Excerpted passage.
┏━━

English-Thai Dictionary Chrome Extension - the Migration from Django and MySQL to AWS Lambda and DynamoDB

10 December 2017 aws lambda, dynamodb, side-project

I made the English-Thai Dictionary Chrome extension for my mom back in 2013. Back then, I just learned Django so I decided to put it to practice. I hosted the backend API application (Django + MySQL) in a Digital Ocean $5/month droplet and discontinued it in 2015 after learning that my droplet was compromised. In an effort to revamp my old projects, I looked into finding an easier and cheaper way to host the API. This blog post documents the journey and some of the surprising findings along the way of the migration.

1. How the English-Thai Chrome Extension Works

The Chrome extension displays Thai definitions of the english word double-clicked by the user. Display Thai Definition of Double-Clicked English Word

Display Thai Definition of Double-Clicked English Word

Upon detection of double-click word highlight, the Chrome extension would make a request to the API passing in the English word as a path variable. For example, when a user double-click on the word "hello", the Chrome extension would make an AJAX call to www.somebaseurl.com/lookupEnglishThai/hello

The server would then respond with a JSON containing a list of the Thai definitions like so:

{
  "found": true,
  "search_term": "hello",
  "closest_search_term": "hello",
  "definitions": [
    "สวัสดี (คำทักทาย)"
  ]
}
What happen when a user double clicks on the word 'hello'

What happen when a user double clicks on the word 'hello'

2. Moving from MySQL to DynamoDB

The English-Thai dictionary data was taken from an XML file from the Lexitron project. My tasks were broken down as followed:

  1. Create a new table in DynamoDB that I can use to efficiently lookup word definition

  2. Parse and load data from the XML file to the DynamoDB table

2.1 New Table in DynamoDB

For reference, the XML representation of an English-Thai pair in the Lexitron's XML file is in this format.

<entry>
    <esearch>prize</esearch>
    <eentry>prize1</eentry>
    <tentry>ของมีค่า</tentry>
    <ecat>N</ecat>
    <ethai>ชั้นยอด, ดีพอที่จะได้รับรางวัล</ethai>
    <id>52005</id>
</entry>

MySQL Schema

The MySQL schema used is a 1 to 1 mapping of each "entry" in the XML.

Field Type Sample Value
id integer 52005
esearch varchar(128) prize
eentry varchar(128) prize1
tentry varchar(1028) ของมีค่า
tcat varchar(10) N

DynamoDB Table

DynamoDB is schemaless but it needs to have a primary partition key. I've chosen english_word to be the primary partition key as that's used to query the database. The table is also populated with an additional attribute called thai_definitions with the data type String Set.

┗━━

Available records.
┏━━

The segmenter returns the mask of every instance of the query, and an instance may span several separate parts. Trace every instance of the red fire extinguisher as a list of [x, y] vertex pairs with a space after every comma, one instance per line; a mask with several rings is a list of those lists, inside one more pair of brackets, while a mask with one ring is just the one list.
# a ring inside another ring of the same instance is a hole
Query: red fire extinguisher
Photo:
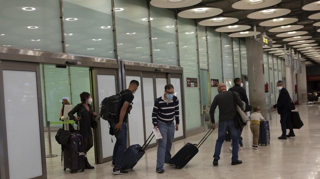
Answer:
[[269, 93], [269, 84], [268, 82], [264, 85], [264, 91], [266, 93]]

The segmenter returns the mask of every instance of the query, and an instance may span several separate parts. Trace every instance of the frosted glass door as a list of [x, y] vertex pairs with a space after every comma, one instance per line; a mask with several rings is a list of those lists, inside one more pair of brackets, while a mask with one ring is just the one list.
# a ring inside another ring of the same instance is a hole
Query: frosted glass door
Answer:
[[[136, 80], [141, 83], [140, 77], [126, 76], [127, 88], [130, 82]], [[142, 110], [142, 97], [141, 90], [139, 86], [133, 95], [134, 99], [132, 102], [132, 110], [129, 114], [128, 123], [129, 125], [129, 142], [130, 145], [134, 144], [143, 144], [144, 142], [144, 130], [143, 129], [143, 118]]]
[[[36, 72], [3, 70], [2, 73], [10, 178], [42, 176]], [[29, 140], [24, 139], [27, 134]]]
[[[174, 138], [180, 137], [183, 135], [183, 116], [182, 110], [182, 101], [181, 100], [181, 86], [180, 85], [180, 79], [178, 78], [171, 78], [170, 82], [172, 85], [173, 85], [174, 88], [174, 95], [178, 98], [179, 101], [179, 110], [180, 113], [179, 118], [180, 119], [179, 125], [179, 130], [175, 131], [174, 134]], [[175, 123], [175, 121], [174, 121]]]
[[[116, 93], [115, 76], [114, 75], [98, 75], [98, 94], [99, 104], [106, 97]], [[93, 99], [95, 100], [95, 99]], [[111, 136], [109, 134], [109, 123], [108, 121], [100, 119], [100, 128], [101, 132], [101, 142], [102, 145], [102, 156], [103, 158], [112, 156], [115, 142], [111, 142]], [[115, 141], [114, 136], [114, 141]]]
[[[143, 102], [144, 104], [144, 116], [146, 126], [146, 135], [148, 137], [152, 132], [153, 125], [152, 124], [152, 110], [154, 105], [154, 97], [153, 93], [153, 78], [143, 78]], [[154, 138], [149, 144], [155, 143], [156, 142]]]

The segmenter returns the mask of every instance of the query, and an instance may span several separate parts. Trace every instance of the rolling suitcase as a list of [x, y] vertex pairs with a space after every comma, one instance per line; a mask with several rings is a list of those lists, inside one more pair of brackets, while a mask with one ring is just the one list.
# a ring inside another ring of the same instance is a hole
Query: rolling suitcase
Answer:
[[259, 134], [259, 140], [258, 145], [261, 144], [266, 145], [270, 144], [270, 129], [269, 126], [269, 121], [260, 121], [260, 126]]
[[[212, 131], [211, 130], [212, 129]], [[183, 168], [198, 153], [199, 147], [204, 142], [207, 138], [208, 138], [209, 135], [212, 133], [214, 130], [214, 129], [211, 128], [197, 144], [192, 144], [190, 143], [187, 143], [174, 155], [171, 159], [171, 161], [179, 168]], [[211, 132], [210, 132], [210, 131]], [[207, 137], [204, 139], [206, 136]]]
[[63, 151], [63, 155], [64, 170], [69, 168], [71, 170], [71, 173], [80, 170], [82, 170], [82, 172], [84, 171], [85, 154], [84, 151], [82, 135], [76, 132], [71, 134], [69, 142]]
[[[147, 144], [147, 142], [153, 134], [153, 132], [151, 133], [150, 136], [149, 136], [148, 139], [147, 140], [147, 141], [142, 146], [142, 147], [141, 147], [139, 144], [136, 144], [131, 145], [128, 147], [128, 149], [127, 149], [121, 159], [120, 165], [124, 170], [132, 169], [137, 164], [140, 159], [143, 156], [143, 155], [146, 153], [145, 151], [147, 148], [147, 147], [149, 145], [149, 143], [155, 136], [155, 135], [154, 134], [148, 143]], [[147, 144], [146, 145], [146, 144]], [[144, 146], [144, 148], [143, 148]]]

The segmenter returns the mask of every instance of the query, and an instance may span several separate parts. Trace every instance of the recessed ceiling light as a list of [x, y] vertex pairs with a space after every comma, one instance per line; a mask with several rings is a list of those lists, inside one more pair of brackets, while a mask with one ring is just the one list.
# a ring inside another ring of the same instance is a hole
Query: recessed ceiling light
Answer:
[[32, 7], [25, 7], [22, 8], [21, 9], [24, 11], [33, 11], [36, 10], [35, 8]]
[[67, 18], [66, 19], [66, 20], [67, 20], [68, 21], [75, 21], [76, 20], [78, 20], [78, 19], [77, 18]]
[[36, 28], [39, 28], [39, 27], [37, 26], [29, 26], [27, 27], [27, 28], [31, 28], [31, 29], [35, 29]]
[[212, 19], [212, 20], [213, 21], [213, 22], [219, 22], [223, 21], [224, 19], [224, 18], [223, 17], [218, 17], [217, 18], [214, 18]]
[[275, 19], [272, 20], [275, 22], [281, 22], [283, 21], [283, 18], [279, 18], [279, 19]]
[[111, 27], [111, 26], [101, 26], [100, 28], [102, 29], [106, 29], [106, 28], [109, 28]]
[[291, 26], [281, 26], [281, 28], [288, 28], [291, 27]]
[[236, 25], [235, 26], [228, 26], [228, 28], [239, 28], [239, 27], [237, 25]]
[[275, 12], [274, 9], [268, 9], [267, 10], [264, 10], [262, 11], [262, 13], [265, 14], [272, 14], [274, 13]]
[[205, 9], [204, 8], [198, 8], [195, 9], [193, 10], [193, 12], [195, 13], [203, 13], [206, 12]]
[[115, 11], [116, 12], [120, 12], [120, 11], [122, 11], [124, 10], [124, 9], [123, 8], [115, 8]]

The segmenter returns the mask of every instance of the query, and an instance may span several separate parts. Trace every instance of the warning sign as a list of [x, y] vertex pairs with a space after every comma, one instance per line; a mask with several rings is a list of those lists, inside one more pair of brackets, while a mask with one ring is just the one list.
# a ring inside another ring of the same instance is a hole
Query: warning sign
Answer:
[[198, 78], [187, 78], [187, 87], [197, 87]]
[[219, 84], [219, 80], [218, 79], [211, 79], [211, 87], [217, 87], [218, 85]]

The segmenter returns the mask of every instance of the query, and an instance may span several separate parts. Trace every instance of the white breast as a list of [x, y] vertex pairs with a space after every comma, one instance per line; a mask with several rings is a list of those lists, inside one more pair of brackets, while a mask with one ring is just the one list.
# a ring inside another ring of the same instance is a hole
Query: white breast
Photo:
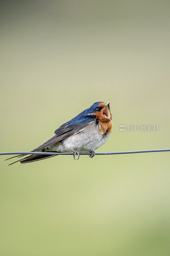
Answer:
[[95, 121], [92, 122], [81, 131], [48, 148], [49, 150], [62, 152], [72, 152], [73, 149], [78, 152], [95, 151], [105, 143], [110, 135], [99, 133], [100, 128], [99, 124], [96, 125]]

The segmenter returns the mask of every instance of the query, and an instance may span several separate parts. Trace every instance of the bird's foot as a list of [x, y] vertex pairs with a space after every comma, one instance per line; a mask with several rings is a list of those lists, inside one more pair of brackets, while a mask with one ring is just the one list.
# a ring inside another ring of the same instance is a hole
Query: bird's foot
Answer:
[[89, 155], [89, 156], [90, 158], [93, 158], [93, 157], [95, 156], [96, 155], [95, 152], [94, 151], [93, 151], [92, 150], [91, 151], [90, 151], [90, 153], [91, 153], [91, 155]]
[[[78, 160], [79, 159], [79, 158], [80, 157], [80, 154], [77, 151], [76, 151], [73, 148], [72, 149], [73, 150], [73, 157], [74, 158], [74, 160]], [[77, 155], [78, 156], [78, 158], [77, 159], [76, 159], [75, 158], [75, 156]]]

┗━━

What is asked.
#1 Answer these questions about the post on moving the dictionary extension's backend, one answer per line.
(a) In what year was the English-Thai Dictionary Chrome extension first made?
(b) What was the source of the English-Thai dictionary data?
(c) Which attribute serves as the primary partition key of the DynamoDB table?
#2 Return, unchanged, the lines of the records from the line that contains "of the bird's" through the end of the records.

Solutions to the tasks.
#1
(a) 2013
(b) An XML file from the Lexitron project
(c) english_word

#2
The segmenter returns the mask of every instance of the query, and an instance may span several separate parts. Trace every instance of the bird's foot as a list of [x, y] vertex pairs with a space after every comma, one instance per line; a mask with several rings is a list of those lists, inside one more pair of brackets, while a mask with one ring is just the one list.
# a ring inside another ring of the same instance is a hole
Query: bird's foot
Answer:
[[89, 155], [89, 156], [90, 158], [93, 158], [93, 157], [95, 156], [96, 155], [95, 152], [94, 151], [93, 151], [92, 150], [91, 151], [90, 151], [90, 153], [91, 153], [91, 155]]
[[[78, 160], [79, 159], [79, 158], [80, 157], [80, 154], [77, 151], [76, 151], [73, 148], [72, 149], [73, 150], [73, 157], [74, 158], [74, 160]], [[77, 155], [78, 156], [78, 158], [77, 159], [76, 159], [75, 158], [75, 156]]]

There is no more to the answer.